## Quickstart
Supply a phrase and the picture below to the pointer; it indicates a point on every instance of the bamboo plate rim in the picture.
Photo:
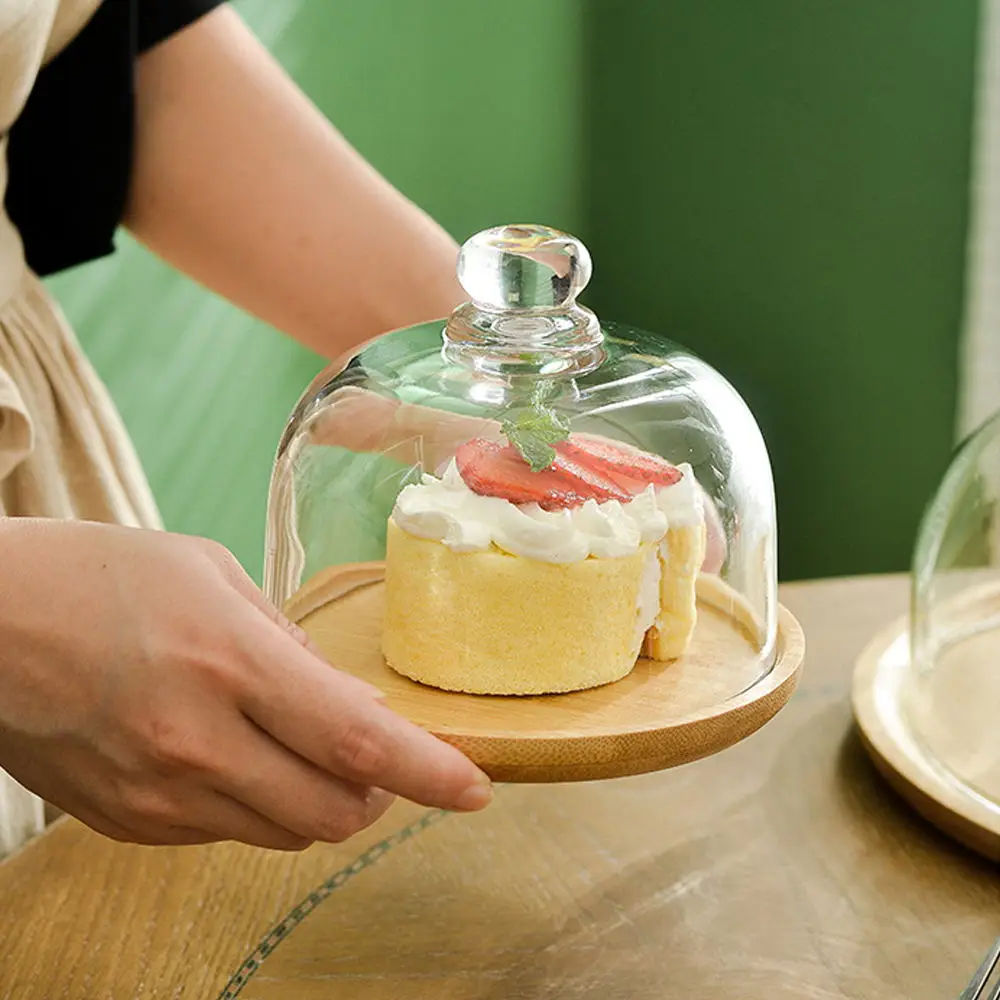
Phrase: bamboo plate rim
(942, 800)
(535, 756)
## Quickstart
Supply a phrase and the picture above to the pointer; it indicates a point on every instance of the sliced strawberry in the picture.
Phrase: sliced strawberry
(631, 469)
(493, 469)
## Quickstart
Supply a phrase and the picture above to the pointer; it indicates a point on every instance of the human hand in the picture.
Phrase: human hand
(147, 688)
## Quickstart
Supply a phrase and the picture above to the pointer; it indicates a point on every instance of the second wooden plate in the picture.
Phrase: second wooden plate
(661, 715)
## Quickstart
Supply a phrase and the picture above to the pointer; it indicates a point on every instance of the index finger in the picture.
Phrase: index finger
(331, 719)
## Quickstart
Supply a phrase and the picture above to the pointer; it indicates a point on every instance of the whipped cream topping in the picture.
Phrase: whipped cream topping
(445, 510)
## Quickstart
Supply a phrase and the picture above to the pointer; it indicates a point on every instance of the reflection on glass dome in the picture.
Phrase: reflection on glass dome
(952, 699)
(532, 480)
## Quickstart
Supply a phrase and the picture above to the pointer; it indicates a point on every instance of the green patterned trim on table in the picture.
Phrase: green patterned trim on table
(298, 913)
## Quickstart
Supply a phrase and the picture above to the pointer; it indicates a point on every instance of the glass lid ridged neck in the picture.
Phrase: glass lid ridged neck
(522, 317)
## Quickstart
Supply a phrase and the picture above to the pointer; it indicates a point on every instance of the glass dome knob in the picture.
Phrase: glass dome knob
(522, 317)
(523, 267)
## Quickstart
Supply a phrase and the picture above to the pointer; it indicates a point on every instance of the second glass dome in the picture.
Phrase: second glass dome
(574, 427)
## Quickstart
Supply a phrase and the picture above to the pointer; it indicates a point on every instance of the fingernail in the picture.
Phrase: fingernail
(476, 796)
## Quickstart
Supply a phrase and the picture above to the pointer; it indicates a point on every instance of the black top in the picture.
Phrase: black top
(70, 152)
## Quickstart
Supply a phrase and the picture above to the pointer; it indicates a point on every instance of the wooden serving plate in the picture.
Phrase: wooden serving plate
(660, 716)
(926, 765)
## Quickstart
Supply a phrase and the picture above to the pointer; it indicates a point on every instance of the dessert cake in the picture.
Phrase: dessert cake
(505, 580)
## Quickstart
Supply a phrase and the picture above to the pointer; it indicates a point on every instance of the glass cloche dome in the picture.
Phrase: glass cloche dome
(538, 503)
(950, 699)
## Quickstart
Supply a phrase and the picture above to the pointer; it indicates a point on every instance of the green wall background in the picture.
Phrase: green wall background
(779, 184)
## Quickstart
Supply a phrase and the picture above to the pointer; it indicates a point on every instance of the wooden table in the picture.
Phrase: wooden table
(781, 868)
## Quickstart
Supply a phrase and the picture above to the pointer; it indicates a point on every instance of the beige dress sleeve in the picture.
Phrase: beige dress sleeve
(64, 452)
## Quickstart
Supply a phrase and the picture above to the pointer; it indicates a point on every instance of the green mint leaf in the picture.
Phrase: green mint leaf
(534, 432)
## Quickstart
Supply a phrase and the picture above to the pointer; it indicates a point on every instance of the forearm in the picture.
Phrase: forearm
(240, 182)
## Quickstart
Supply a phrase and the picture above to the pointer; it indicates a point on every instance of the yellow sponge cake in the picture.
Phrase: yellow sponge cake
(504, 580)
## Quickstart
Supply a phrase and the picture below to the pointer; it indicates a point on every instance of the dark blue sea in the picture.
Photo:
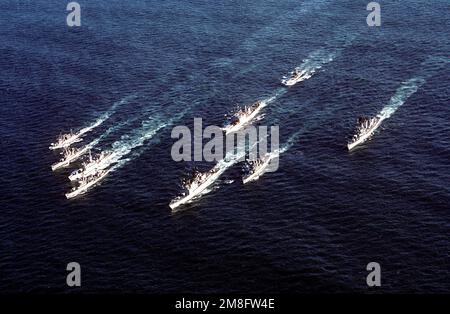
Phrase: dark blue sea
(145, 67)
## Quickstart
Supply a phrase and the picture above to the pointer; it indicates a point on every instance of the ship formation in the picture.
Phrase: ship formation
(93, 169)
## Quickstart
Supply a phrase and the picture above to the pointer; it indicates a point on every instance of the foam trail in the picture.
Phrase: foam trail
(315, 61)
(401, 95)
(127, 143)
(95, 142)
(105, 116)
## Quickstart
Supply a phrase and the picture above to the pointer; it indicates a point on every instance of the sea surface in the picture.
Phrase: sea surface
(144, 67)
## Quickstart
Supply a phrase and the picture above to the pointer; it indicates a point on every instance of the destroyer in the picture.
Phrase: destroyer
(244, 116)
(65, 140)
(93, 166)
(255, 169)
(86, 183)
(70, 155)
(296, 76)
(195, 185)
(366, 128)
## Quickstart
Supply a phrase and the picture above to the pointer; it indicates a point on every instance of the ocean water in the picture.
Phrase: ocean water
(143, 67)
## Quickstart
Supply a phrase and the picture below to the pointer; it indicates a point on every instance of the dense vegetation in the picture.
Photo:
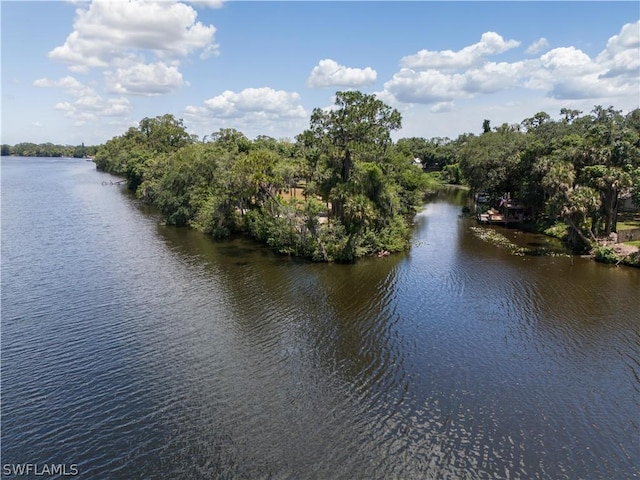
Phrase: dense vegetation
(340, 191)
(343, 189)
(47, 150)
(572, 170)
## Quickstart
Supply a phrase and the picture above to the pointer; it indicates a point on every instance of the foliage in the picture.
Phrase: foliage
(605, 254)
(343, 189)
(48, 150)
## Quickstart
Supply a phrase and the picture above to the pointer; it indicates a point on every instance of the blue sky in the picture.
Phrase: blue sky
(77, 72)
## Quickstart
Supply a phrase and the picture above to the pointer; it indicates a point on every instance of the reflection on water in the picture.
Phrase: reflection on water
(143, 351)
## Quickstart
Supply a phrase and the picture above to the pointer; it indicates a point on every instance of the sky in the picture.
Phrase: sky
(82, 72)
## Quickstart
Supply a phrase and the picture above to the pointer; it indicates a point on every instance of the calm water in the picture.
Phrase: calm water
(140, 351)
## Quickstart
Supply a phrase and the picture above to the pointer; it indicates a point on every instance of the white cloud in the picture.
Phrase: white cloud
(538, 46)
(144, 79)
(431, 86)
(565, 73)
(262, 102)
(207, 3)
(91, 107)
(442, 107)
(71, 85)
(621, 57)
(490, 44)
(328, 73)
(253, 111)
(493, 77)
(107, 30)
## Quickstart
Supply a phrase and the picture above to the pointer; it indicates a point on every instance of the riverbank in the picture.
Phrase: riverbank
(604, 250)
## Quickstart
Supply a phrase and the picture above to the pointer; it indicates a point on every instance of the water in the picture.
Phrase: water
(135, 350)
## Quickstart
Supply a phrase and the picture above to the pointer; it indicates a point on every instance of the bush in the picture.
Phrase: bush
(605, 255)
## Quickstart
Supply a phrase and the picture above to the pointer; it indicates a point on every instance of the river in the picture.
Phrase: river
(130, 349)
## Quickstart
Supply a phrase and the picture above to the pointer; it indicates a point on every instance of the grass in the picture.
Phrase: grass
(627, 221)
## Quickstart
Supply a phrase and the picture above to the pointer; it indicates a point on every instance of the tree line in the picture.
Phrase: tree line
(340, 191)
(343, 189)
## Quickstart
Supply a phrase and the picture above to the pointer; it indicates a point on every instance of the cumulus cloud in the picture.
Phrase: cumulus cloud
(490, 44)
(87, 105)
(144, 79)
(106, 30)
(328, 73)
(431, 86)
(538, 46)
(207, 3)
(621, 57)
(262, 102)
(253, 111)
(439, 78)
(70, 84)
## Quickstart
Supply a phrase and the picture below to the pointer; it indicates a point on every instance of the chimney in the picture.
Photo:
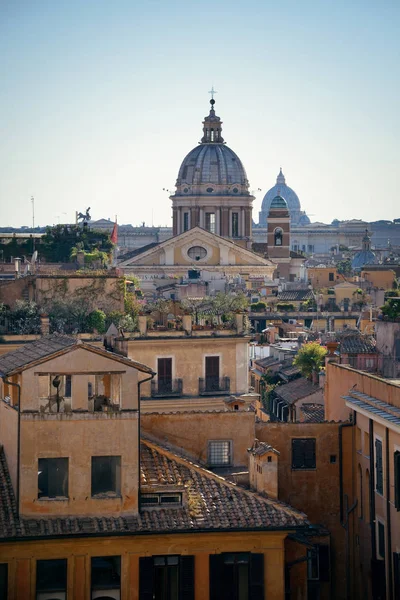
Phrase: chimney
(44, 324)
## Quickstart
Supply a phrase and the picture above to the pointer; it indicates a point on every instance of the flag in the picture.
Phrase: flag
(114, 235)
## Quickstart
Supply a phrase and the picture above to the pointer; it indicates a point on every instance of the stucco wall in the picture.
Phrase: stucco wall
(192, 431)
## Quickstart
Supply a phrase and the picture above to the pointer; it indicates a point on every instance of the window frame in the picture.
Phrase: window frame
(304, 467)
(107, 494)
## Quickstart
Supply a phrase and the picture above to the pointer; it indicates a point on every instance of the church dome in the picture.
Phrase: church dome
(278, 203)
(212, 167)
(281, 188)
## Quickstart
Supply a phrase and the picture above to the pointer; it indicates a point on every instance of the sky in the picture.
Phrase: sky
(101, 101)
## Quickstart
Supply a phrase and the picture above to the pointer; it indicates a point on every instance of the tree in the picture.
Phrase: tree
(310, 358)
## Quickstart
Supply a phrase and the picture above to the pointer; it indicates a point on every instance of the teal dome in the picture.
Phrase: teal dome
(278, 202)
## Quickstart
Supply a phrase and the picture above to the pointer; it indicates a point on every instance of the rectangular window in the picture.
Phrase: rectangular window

*Set task*.
How many lines of the listing above contain the string "background", with uppercase and lowercase treated as different? Reply with the number alone.

*Right answer*.
2